* Task directions *
Each record below is to be set down again precisely.

* Provided data *
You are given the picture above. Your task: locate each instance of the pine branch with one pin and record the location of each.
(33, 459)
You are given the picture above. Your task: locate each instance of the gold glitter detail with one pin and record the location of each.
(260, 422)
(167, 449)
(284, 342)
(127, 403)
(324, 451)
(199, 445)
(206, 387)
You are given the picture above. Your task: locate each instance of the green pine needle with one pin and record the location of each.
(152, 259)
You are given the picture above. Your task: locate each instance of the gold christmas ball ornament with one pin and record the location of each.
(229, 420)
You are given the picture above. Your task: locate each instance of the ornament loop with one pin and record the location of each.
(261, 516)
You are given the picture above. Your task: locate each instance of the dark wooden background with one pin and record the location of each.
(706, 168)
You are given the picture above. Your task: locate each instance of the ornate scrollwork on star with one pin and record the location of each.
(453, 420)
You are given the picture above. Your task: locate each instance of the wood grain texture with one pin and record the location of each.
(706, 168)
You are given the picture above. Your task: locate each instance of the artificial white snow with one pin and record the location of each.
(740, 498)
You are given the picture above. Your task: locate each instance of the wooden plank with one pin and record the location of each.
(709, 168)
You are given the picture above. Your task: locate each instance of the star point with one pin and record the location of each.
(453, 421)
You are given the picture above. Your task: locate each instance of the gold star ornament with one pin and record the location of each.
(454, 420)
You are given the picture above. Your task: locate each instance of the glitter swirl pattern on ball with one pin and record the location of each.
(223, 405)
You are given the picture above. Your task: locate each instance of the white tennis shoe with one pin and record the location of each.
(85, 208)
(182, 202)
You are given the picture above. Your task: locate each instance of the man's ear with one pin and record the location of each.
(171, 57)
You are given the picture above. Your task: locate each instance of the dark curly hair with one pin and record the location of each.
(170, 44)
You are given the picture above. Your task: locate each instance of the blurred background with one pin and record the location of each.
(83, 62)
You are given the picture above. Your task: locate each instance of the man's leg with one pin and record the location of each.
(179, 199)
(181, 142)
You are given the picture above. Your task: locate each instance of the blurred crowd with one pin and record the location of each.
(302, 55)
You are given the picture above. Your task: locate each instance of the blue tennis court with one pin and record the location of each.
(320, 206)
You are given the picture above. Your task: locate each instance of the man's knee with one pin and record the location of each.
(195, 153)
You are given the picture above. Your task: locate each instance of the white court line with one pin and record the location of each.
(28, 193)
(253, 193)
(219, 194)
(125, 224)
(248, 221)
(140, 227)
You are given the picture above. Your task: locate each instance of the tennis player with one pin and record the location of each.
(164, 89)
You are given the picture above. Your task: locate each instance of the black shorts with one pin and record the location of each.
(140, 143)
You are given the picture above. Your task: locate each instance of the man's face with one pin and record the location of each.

* Solution to this problem *
You are given the picture above. Your task: locate each instance of the pine branch with one pin and record the location of each.
(33, 459)
You are given the picture above. Your task: locate each instance of the gold glitter detail with one pin and record the location of each.
(260, 422)
(167, 449)
(284, 342)
(127, 403)
(324, 451)
(199, 445)
(206, 387)
You are given the picture above. Your task: locate each instance of the green pine needle with one pin and record the location of each.
(152, 259)
You are given the picture above. Your task: locate each instance of the gold christmas ball ornament with one pin and record the location of each.
(229, 420)
You are given the picture above. Your task: locate each instance of the ornament loop with one pin and record the location of each.
(261, 516)
You are given the picture above. Your task: locate each instance of the dark wooden background with one pin and record the location of each.
(706, 168)
You are given the picture above. Your task: locate each instance of the ornate scrollwork on star with one pin and record the location of each.
(453, 420)
You are given the picture above. Your task: locate each instance of the wood grain texture with one pin and record the location of each.
(706, 168)
You are given the picture above. Your task: locate each instance of the artificial white snow with one pin and record the location of each.
(740, 498)
You are given the picture above. Your task: locate each instance of the wooden plank with one pin and record the location of each.
(709, 168)
You are given the picture above. Your task: locate each instance of the star point with one pin and record the location of each.
(453, 421)
You are given the picture above. Your task: locate each instance of the gold star ornament with one pin and record the location of each.
(454, 420)
You are given the picture above. Your task: locate each instance of the glitter swirl pattern on ball with one pin and record the location of each.
(223, 405)
You are given the picture above. Your task: locate each instance of the white tennis shoe with one pin and record the location of each.
(85, 208)
(182, 202)
You are given the picture above. Your task: locate each instance of the man's ear with one pin and record the location of each.
(171, 57)
You are given the picture above. Your task: locate each instance of the dark curly hair with one pin and record the location of each.
(170, 44)
You are given the picture above. Your task: locate each instance of the blurred background with one pin and record the location of each.
(83, 62)
You are given the picture above. Your task: locate each instance of the man's leg with one pin and record the location of each.
(179, 199)
(181, 142)
You are given the picture above. Your task: locate each instance of the blurred crowd with one pin and record the location of each.
(302, 55)
You are given the picture above. Your task: locate each instance of the blue tennis court with one pin and record the location of each.
(320, 206)
You are given the picture above. Your task: locate each instance of the man's knee with one pin and record the location of each.
(195, 153)
You are given the picture above. Your task: locate each instance of the white court line with one pin and record the location of each.
(28, 193)
(253, 193)
(219, 194)
(125, 224)
(248, 221)
(140, 227)
You are given the picture above. Your task: locate each instance of the tennis player with one pin and record the location of each.
(164, 89)
You are given the picture above. Your task: locate each instance of the black shorts with one pin and record the location of each.
(140, 143)
You are given the picture above. Your task: locate each instance of the man's face with one pin and record the location of each.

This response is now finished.